Record excerpts:

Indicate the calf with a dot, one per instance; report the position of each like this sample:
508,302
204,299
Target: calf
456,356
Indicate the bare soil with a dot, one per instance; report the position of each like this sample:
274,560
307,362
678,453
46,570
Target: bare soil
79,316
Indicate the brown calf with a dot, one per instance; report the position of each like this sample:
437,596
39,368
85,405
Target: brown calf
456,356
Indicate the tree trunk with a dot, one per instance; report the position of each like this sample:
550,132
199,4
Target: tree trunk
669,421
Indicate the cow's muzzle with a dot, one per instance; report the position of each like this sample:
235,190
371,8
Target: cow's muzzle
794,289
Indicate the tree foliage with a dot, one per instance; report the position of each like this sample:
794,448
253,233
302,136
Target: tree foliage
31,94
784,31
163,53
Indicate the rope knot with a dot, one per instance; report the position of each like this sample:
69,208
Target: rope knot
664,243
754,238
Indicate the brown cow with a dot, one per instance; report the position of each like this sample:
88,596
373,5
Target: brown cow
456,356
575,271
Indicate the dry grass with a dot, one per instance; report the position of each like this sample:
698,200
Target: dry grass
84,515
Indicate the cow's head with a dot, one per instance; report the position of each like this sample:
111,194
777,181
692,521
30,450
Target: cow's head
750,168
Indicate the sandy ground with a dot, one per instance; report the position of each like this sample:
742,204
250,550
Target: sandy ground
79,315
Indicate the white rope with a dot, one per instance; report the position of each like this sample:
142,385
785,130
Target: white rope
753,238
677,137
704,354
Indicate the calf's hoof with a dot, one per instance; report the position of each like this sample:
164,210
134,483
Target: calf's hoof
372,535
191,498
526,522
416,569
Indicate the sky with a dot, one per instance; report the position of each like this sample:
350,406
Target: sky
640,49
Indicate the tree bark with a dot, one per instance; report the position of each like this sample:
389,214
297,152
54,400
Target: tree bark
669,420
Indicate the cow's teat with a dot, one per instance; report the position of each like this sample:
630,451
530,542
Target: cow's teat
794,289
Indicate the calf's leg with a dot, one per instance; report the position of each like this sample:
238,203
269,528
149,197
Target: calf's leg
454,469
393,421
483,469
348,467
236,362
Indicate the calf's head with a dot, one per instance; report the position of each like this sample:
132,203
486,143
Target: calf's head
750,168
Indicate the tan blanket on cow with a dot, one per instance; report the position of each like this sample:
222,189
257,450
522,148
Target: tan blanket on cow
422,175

Directions for this task:
Copy each line exactly, from the line containing "Indicate the tree foliage" down to the last line of the material, and no other lines.

Result for this task:
Indicate the tree foliage with a dot, one per instance; report the position of each like this sample:
794,448
253,233
302,136
Target: tree foliage
31,94
784,31
163,53
Indicate the rope knot with a dot, one per instance; report the position of each like this sample:
69,208
Target: rope knot
664,243
754,238
Indicate the brown cow with a dot, one per instance; report the position of each like this sample:
88,596
373,5
Target: brown cow
456,356
575,271
Indicate the dry grass with a dot, one per instance; report the position of each like this sample:
698,200
Target: dry grass
84,515
Indicate the cow's head with a dot, one per instance; report the position of each like this sample:
111,194
777,181
692,521
30,450
Target: cow's head
750,168
Indicate the sandy ground with a dot, one per instance; report the position of each like this sample:
742,204
250,550
Target: sandy ground
79,315
Indicate the white rope with a dot, one per instance; report the position of each like this sample:
142,385
785,130
Target: white rope
753,238
677,137
704,354
Indicate the calf's hoof with a dot, one per instance; report the position of each like this sample:
164,210
134,483
Target: calf's hoof
372,535
191,498
526,522
416,569
Indicate the sky with a dot, one per instance; report the position of each like this sample:
350,406
Target: sky
640,49
Indicate the tree bark with a dot, one per instance; report the position of each like this sample:
389,214
297,152
54,400
Target: tree bark
669,420
Indicate the cow's teat with a dot, one per instance; report the position of each like this sample:
630,451
530,542
Target: cow's teat
794,289
Indicate the calf's leg with a dot, one per instance; report the position of each like this sample:
238,203
269,528
149,197
Target: calf's leg
454,469
393,421
483,469
348,467
236,362
Indicate the calf's head with a dot, one per instance; report the position of each like this sample:
132,203
486,143
Target: calf's head
750,168
Indicate the tan blanket on cow with a dot, one per instance; report the position of each like this sample:
222,189
257,450
522,148
Target: tan blanket on cow
422,175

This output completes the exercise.